Exercise requirements
Give back every record below, character for character.

Provided data
_ _ _ _ _ _ _
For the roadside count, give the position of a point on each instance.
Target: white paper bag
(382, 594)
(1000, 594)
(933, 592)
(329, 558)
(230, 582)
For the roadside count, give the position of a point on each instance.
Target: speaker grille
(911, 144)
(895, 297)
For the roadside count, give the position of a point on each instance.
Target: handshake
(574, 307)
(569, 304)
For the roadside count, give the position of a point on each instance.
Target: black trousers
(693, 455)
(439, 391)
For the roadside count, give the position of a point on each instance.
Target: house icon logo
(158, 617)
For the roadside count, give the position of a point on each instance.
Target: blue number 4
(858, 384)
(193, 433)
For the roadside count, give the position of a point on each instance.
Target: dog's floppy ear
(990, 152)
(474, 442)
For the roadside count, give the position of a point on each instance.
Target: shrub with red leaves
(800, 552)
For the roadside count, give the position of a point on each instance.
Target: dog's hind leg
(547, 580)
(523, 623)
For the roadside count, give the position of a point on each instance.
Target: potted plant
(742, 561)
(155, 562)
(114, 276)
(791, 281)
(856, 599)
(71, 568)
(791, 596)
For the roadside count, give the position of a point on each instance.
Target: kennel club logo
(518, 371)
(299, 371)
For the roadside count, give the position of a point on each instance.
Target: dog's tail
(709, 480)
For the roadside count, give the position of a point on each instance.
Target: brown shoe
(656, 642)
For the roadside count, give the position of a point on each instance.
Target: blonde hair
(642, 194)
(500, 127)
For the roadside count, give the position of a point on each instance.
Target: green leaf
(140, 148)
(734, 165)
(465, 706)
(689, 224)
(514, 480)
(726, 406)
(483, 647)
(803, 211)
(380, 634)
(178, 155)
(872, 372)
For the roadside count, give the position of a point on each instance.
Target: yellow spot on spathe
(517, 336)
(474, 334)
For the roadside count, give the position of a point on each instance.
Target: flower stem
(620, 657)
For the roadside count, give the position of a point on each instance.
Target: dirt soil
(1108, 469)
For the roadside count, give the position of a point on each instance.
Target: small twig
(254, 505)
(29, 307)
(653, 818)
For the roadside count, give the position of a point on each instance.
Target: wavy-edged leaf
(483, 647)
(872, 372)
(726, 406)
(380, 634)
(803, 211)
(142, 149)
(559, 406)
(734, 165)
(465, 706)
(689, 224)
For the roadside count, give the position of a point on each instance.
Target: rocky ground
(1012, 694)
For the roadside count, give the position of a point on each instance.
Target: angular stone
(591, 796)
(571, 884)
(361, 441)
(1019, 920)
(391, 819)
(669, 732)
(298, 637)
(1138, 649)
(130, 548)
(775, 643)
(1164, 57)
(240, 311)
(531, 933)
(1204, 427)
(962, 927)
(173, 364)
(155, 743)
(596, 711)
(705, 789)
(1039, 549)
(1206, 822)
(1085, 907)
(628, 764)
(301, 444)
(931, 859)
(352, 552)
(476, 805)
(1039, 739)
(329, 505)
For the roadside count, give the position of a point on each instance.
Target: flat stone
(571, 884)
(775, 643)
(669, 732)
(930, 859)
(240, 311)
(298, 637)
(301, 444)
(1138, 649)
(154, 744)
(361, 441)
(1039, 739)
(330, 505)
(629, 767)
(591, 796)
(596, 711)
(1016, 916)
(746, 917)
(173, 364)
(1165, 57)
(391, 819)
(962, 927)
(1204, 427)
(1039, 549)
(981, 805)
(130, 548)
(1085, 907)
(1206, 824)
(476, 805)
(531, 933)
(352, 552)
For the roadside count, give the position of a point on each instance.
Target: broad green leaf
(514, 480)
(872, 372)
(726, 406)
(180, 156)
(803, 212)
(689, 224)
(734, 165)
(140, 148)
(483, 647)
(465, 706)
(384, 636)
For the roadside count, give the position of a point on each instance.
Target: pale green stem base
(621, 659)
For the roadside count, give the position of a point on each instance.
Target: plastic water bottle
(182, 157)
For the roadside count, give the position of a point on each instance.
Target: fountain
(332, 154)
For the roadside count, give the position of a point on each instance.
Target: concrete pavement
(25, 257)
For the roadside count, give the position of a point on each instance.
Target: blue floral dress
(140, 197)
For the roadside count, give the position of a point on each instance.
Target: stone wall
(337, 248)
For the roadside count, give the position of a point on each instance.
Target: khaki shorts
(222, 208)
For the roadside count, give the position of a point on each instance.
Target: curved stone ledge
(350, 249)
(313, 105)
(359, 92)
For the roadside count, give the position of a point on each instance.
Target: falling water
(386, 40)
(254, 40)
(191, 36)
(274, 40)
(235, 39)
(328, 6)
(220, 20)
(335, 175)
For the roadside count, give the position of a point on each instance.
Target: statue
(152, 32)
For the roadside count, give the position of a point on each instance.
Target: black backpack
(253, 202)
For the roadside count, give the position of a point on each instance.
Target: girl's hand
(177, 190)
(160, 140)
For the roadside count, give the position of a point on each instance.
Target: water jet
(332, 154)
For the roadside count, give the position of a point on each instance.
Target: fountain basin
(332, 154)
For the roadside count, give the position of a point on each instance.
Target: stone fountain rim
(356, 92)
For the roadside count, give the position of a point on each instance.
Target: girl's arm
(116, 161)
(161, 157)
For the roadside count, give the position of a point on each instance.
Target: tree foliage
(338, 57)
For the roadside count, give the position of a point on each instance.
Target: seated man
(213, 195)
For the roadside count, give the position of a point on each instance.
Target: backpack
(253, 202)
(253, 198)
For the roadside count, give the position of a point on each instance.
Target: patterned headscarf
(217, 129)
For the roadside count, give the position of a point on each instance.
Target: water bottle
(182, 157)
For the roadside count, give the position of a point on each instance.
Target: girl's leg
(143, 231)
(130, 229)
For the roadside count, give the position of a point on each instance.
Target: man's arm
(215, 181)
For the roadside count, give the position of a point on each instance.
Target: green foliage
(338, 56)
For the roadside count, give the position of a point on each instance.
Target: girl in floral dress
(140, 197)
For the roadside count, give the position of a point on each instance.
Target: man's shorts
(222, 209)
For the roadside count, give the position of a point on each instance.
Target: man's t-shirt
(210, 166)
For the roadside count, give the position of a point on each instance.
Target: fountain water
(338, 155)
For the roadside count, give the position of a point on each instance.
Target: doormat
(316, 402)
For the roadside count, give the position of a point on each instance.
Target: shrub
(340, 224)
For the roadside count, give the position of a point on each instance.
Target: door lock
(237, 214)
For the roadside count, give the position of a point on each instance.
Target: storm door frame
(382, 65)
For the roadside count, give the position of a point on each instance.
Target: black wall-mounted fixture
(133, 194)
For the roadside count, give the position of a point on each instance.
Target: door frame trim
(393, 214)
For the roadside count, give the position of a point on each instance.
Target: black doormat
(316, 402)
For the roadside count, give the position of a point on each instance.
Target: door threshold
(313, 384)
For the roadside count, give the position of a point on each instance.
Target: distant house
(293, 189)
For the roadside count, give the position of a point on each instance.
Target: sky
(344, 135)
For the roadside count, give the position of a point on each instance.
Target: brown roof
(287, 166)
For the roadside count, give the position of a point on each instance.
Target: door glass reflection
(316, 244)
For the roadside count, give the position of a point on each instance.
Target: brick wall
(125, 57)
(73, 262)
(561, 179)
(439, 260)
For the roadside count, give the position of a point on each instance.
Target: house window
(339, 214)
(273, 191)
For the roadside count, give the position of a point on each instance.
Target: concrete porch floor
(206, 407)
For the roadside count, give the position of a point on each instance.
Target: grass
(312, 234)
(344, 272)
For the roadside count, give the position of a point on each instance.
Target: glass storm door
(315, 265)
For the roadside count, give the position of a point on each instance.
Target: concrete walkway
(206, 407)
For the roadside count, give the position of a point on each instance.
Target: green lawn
_ _ _ _ _ _ _
Answer
For the roadside count, give the position of a point on each instance.
Target: white paper bag
(382, 594)
(1000, 594)
(933, 592)
(329, 558)
(230, 582)
For the roadside count, give the position of a point on each instance.
Target: speaker grille
(911, 144)
(895, 297)
For the roadside count, give the position of a point on each instance.
Target: handshake
(574, 307)
(569, 304)
For the roadside count, give the position of a point on each instance.
Target: black trousers
(693, 455)
(439, 391)
For the roadside count, give the position of a point on each instance.
Target: house icon logo
(158, 617)
For the roadside count, give the position of a point on each instance.
Target: blue number 4
(858, 384)
(193, 433)
For the roadside count, give the position of a point on each instance.
Target: dog's floppy ear
(990, 152)
(474, 442)
For the roadside count, give the position of a point on each instance.
Target: shrub with red leaves
(800, 552)
For the roadside count, give the position of a point on each instance.
Target: dog's hind leg
(547, 580)
(523, 623)
For the roadside count, give the position of a point on each instance.
Target: potted plant
(742, 561)
(155, 562)
(114, 276)
(791, 281)
(856, 599)
(71, 568)
(791, 596)
For the roadside count, give the position of a point on each instance.
Target: kennel club logo
(518, 371)
(299, 371)
For the roadside count, give the position of a point on each instance.
Target: dog's tail
(709, 480)
For the roadside count, give the position of a point on each instance.
Target: brown shoe
(656, 642)
For the roadside count, give the position of a point on each instance.
Target: blonde hair
(642, 194)
(500, 127)
For the roadside count, give the position of a point on each instance.
Target: green leaf
(140, 148)
(734, 165)
(465, 706)
(689, 224)
(514, 480)
(726, 406)
(483, 647)
(803, 211)
(380, 634)
(178, 155)
(872, 372)
For the roadside count, give the position of a point on each instance.
Target: yellow spot on spathe
(517, 336)
(474, 334)
For the roadside count, give the position of a point on each instance.
Target: flower stem
(620, 657)
For the roadside count, give the position of a point on each instance.
Target: dirt soil
(1108, 469)
For the roadside count, give the position of a point on each instance.
Target: small twig
(254, 505)
(29, 307)
(653, 818)
For the roadside count, give the position of a point on each instance.
Target: wavy-edged leaf
(483, 647)
(872, 372)
(726, 406)
(380, 634)
(803, 211)
(142, 149)
(559, 406)
(734, 165)
(465, 706)
(689, 224)
For the roadside count, give the position of a point on each instance.
Target: rocky ground
(1012, 694)
For the roadside count, give the position of a point on each instance.
Target: angular stone
(591, 796)
(571, 884)
(361, 441)
(1019, 920)
(391, 819)
(669, 732)
(298, 637)
(1138, 649)
(130, 548)
(775, 643)
(1164, 57)
(240, 311)
(531, 933)
(1204, 427)
(962, 927)
(173, 364)
(155, 743)
(596, 711)
(705, 789)
(1039, 549)
(1206, 822)
(1085, 907)
(628, 764)
(301, 444)
(931, 859)
(352, 552)
(476, 805)
(1039, 739)
(329, 505)
For the roadside count, give the position of a point on each instance.
Target: flat stone
(571, 884)
(775, 643)
(669, 732)
(930, 859)
(240, 311)
(298, 637)
(301, 444)
(1138, 649)
(154, 744)
(361, 441)
(1039, 739)
(330, 505)
(629, 767)
(591, 796)
(596, 711)
(1016, 916)
(746, 917)
(173, 364)
(1165, 57)
(391, 819)
(962, 927)
(1204, 427)
(1039, 549)
(981, 805)
(130, 548)
(1085, 907)
(1206, 824)
(476, 805)
(531, 933)
(352, 552)
For the roadside count, give the position of a point on each instance.
Target: broad green leaf
(514, 480)
(872, 372)
(726, 406)
(180, 156)
(803, 212)
(689, 224)
(734, 165)
(140, 148)
(483, 647)
(465, 706)
(384, 636)
For the roadside count, give the position of a point on each instance.
Target: pale green stem base
(621, 659)
For the roadside count, give the position of a point on each instance.
Target: plastic water bottle
(182, 157)
For the roadside count, give the position of a point on each instance.
Target: fountain
(332, 154)
For the roadside count, give the position of a point on each instance.
Target: concrete pavement
(25, 257)
For the roadside count, give the position of a point on each instance.
Target: blue floral dress
(140, 197)
For the roadside count, give the position of a point on each instance.
Target: stone wall
(337, 248)
For the roadside count, give the position of a point on each instance.
Target: khaki shorts
(222, 208)
For the roadside count, give the position of a point on each instance.
Target: curved stone ledge
(350, 249)
(313, 105)
(359, 92)
For the roadside count, give the position of a point on each instance.
Target: falling water
(386, 40)
(254, 40)
(191, 36)
(274, 40)
(235, 39)
(328, 6)
(220, 20)
(335, 175)
For the roadside count, give the position of a point on each instance.
Target: statue
(152, 32)
For the roadside count, give the position of a point on each instance.
Target: black backpack
(253, 202)
For the roadside count, give the position of a point on each instance.
Target: girl's hand
(177, 190)
(160, 140)
For the roadside count, give the position of a point on each instance.
Target: water jet
(332, 154)
For the roadside count, give the position of a point on each instance.
Target: fountain basin
(332, 154)
For the roadside count, give the position of a point on each instance.
Target: stone fountain rim
(356, 92)
For the roadside count, give the position of a point on each instance.
Target: girl's arm
(116, 161)
(161, 157)
For the roadside count, give the position of a point on each instance.
Target: tree foliage
(338, 57)
For the roadside count, give the position of a point on each instance.
Target: seated man
(213, 195)
For the roadside count, give the position of a point on each instance.
Target: backpack
(253, 202)
(253, 198)
For the roadside count, give the position of a point on each instance.
Target: patterned headscarf
(217, 129)
For the roadside count, give the position of a point on each instance.
Target: water bottle
(182, 157)
For the roadside count, give the position of a point on each instance.
Target: girl's leg
(143, 231)
(130, 229)
For the roadside count, give the position of a point on each instance.
Target: man's arm
(215, 181)
For the roadside count, give the position of a point on each instance.
Target: green foliage
(338, 56)
For the roadside count, give the position of a point on each instance.
Target: girl in floral dress
(140, 197)
For the roadside count, give the position of a point on each instance.
Target: man's shorts
(222, 209)
For the roadside count, give the position of a point on each instance.
Target: man's t-shirt
(210, 166)
For the roadside count, give the position of a point on each instance.
Target: fountain water
(338, 155)
For the roadside count, give the position of a point on each instance.
Target: doormat
(316, 402)
For the roadside count, give the position of a point on each instance.
Target: shrub
(340, 224)
For the roadside count, give the position of a point on each instance.
Target: door lock
(237, 214)
For the roadside count, give the position of a point on each instance.
Target: storm door frame
(382, 65)
For the roadside count, give the position of a point on each instance.
Target: black wall-mounted fixture
(133, 194)
For the roadside count, give the position of a point on each instance.
Target: door frame trim
(393, 214)
For the roadside count, give the position of a point on each instance.
Target: black doormat
(316, 402)
For the roadside count, give the position of a point on each instance.
Target: door threshold
(313, 384)
For the roadside count, give the position of a point on each instance.
Target: distant house
(293, 189)
For the roadside count, give the position of a point on each instance.
Target: sky
(344, 135)
For the roadside count, give the position of a point on each instance.
Target: brown roof
(287, 166)
For the roadside count, give the position of a point on each instance.
Target: door glass reflection
(316, 244)
For the roadside count, give the position of a point on each instance.
Target: brick wall
(125, 57)
(73, 262)
(561, 179)
(439, 260)
For the roadside count, give the position of a point on each instance.
Target: house window
(339, 214)
(273, 191)
For the roadside count, give the position of a point on each instance.
Target: concrete porch floor
(206, 407)
For the roadside count, give the position of a point on each instance.
Target: grass
(312, 234)
(344, 272)
For the roadside count, give the position of a point on each instance.
Target: glass storm door
(315, 265)
For the roadside count, give the position of a point on each instance.
Target: concrete walkway
(206, 407)
For the roadside count, give the position of a point on each instance.
Target: green lawn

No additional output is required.